YOUR INSTRUCTIONS:
Set down the data below word for word, keeping every line as it stands.

++++ MATERIAL SUPPLIED ++++

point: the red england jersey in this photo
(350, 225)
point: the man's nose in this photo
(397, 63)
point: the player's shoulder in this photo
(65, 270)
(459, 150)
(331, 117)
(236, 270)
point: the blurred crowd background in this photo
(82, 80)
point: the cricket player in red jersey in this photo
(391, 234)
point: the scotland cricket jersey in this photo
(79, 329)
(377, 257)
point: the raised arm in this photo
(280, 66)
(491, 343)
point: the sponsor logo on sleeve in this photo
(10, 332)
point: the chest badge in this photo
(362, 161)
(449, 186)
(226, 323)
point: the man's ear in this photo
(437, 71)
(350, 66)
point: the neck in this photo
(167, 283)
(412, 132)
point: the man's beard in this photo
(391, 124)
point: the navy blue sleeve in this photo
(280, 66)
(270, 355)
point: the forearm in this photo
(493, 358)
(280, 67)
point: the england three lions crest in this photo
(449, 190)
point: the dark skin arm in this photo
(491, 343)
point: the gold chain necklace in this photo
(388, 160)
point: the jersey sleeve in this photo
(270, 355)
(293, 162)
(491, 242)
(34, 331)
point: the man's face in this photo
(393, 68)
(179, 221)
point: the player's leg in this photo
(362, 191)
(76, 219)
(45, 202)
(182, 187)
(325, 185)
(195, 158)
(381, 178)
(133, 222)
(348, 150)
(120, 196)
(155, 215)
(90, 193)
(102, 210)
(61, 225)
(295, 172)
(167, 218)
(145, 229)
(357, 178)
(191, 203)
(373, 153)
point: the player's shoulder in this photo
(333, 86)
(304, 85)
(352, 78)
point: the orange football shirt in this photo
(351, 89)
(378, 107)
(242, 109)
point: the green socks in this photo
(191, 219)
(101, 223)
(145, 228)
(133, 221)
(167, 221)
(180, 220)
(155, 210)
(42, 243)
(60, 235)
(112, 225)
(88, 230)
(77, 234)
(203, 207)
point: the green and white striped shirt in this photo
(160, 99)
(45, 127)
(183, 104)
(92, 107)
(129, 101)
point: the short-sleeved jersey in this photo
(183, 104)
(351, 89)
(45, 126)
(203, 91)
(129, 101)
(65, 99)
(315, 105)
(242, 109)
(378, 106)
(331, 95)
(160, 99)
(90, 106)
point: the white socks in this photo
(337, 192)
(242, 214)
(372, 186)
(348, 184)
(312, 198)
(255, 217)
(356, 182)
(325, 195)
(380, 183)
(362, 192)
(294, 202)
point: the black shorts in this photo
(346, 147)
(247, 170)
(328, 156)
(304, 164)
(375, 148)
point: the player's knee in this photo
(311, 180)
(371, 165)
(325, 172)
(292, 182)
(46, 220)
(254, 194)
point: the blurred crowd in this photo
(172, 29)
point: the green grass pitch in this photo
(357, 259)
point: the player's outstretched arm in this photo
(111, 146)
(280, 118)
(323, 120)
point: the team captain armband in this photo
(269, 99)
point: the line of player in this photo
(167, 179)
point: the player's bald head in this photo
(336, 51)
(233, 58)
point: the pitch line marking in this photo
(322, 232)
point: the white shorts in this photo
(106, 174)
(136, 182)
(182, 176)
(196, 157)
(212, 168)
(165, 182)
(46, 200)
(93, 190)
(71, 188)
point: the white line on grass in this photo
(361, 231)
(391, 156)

++++

COMPLETED EXERCISE:
point: the red england jersey in this photo
(350, 225)
point: the man's nose in this photo
(397, 63)
point: the player's shoulder in this photo
(65, 270)
(459, 150)
(331, 117)
(236, 270)
point: the blurred crowd background in this photo
(82, 80)
point: the cricket player in red jersey in this photo
(391, 234)
point: the scotland cricket jersey in this photo
(79, 329)
(377, 257)
point: the raised arm in this photo
(280, 66)
(491, 343)
point: the sponsor logo on sleeve in this photo
(10, 332)
point: the chest badge in this photo
(362, 161)
(449, 186)
(226, 323)
point: the man's ear in this photo
(437, 71)
(350, 66)
point: the neck in this photo
(167, 283)
(412, 132)
point: the man's beard in this photo
(391, 124)
point: the navy blue sleeve in this photo
(280, 66)
(270, 355)
point: the forearm in this photo
(493, 358)
(280, 67)
point: the england three lions crest in this photo
(449, 190)
point: the dark skin arm in this photo
(491, 343)
point: the gold chain necklace in this photo
(388, 160)
point: the jersey sleeve in this photo
(270, 355)
(293, 162)
(491, 242)
(34, 331)
point: the man's face in this photo
(393, 68)
(179, 221)
point: the player's leg in this photo
(362, 191)
(76, 219)
(45, 202)
(182, 187)
(325, 185)
(195, 158)
(381, 178)
(133, 222)
(348, 150)
(120, 196)
(155, 215)
(90, 193)
(102, 210)
(61, 225)
(295, 172)
(167, 218)
(145, 229)
(357, 178)
(191, 203)
(373, 153)
point: the player's shoulder in this photo
(333, 86)
(304, 85)
(352, 78)
point: the orange football shirt in this photo
(351, 89)
(378, 107)
(242, 109)
point: the green socks in this photo
(191, 219)
(101, 223)
(145, 228)
(133, 221)
(167, 221)
(180, 220)
(155, 210)
(42, 243)
(60, 235)
(112, 225)
(88, 230)
(77, 234)
(203, 207)
point: the green and white striped shirt in this photo
(160, 99)
(45, 127)
(183, 104)
(92, 107)
(129, 101)
point: the short-sleeved jersey in this photo
(183, 104)
(351, 89)
(45, 126)
(203, 91)
(129, 101)
(65, 99)
(315, 105)
(242, 109)
(378, 106)
(331, 95)
(160, 99)
(90, 106)
point: the white socks in this photo
(337, 192)
(242, 214)
(372, 186)
(348, 184)
(312, 198)
(255, 217)
(356, 182)
(325, 195)
(380, 183)
(362, 192)
(294, 202)
point: the black shorts in this photo
(346, 147)
(247, 170)
(328, 156)
(304, 164)
(375, 148)
point: the player's knee in this photo
(311, 180)
(371, 165)
(325, 172)
(292, 182)
(46, 220)
(254, 194)
point: the blurred crowd in this photo
(172, 29)
point: the green grass pitch in this photo
(357, 259)
point: the player's outstretched arm in this photo
(111, 146)
(280, 118)
(323, 120)
point: the team captain armband in this photo
(269, 99)
point: the line of player in this photo
(167, 179)
point: the player's bald head in this photo
(336, 51)
(233, 58)
point: the pitch line marking in this photo
(322, 232)
point: the white shorts in this photo
(106, 174)
(136, 182)
(182, 176)
(196, 157)
(212, 168)
(165, 182)
(46, 200)
(93, 190)
(71, 188)
point: the white line on grass in this photo
(361, 231)
(391, 156)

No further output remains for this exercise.